* Data section

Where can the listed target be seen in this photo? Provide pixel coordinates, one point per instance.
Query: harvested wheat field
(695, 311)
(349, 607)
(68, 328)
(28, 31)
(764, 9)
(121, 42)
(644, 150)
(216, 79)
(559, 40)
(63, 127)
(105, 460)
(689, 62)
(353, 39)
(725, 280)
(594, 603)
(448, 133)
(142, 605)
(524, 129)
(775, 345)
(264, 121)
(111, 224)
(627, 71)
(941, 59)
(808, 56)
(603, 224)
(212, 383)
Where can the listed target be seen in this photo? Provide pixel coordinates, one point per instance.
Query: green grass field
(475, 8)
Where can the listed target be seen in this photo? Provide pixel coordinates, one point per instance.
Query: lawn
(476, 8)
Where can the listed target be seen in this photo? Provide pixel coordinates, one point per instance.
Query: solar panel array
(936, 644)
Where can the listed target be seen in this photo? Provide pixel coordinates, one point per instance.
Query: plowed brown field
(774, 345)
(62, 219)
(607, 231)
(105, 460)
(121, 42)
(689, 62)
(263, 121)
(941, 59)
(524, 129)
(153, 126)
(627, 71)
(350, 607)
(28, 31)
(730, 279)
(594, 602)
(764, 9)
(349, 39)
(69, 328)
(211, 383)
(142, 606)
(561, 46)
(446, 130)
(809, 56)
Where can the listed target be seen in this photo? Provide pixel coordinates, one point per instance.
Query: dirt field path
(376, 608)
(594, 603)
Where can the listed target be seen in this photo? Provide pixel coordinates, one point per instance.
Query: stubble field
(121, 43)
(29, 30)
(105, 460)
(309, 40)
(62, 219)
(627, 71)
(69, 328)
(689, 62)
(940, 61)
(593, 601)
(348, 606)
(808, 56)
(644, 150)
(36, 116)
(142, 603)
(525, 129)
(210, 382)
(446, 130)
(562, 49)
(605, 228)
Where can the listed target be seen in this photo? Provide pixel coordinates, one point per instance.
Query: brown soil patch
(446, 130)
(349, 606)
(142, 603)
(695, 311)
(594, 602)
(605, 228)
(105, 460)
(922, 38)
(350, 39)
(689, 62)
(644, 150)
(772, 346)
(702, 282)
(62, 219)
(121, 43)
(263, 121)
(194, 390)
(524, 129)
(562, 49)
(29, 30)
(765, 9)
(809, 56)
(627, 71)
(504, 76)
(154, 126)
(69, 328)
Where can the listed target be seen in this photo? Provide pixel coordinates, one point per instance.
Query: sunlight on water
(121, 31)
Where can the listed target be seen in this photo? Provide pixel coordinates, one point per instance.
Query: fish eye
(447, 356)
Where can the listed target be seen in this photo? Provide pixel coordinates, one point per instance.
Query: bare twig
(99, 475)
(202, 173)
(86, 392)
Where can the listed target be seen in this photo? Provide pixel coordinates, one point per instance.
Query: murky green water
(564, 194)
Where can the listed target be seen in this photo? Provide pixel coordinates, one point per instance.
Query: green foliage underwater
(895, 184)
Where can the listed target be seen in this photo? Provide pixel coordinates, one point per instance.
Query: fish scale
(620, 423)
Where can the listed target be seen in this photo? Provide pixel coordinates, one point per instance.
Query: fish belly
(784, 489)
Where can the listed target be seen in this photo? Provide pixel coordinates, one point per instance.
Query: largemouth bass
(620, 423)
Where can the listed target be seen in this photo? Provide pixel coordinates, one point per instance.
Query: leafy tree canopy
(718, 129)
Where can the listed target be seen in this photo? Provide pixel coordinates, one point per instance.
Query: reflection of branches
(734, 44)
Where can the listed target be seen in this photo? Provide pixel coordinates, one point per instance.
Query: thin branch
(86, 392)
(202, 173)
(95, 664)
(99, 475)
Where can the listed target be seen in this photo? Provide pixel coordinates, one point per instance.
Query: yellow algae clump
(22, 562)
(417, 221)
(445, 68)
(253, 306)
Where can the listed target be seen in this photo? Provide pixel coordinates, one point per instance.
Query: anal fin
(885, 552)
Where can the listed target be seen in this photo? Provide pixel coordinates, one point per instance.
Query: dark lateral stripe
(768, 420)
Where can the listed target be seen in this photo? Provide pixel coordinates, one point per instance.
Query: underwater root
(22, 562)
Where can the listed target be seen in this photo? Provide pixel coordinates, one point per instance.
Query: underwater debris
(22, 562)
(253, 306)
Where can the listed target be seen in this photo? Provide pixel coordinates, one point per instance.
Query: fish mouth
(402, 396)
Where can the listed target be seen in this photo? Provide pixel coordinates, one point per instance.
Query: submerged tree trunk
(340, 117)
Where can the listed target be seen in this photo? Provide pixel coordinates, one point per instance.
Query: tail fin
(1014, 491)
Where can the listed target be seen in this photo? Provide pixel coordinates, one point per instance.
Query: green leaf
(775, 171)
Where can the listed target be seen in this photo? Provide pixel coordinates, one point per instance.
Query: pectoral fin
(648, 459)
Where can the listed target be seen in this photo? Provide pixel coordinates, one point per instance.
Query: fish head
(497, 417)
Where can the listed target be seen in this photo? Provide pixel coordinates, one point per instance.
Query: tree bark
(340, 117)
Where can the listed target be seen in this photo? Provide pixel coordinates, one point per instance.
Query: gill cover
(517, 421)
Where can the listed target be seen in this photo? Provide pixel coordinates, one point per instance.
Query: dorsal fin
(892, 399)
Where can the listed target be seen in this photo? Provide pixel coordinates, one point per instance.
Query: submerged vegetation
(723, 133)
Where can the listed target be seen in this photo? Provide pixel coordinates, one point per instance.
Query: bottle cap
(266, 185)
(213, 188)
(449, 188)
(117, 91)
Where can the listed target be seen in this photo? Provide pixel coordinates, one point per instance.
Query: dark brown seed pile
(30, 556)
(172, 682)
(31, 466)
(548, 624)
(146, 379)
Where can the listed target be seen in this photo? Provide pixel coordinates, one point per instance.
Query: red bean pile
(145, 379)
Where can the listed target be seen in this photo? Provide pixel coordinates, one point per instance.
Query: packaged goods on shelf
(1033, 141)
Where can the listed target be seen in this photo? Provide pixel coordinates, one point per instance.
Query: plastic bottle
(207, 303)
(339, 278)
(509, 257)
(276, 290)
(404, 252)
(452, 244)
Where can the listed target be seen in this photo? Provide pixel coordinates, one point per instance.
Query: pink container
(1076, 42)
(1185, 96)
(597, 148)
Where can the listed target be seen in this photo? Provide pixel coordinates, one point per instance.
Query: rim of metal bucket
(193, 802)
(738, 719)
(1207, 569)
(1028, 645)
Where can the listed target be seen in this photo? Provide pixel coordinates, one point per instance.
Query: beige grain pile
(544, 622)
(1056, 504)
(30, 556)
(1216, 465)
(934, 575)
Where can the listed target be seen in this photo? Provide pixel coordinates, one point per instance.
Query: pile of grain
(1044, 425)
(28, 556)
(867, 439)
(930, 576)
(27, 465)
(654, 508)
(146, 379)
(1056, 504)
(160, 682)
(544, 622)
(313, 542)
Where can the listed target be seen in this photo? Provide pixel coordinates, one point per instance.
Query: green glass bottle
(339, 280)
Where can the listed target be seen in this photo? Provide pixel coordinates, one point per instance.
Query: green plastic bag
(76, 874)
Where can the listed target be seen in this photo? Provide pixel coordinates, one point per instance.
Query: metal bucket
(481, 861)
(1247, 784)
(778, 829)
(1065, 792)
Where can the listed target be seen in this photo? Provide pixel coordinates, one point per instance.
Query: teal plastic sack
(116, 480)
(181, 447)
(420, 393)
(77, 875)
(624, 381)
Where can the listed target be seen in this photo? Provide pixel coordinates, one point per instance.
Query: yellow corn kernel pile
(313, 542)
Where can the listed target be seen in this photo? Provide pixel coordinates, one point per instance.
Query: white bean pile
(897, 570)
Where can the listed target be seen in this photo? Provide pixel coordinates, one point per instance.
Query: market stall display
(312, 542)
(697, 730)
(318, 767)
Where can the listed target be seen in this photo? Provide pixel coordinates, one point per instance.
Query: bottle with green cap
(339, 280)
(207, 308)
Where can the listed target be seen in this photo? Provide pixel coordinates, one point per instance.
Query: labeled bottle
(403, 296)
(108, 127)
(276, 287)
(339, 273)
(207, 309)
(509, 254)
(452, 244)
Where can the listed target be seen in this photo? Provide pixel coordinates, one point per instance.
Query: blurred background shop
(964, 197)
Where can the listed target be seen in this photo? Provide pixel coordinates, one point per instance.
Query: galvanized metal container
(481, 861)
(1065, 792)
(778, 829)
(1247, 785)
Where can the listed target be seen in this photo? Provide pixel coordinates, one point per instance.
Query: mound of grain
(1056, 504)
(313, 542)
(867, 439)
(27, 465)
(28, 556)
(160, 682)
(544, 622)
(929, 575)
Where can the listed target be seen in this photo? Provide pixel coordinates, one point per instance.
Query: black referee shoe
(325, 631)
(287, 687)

* Challenge
Select and copy each line above that contains the word "pile", paying attention to case.

* Solution
Query: dark brown seed pile
Query: red bean pile
Query: beige grain pile
Query: pile of grain
Query: yellow corn kernel pile
Query: white bean pile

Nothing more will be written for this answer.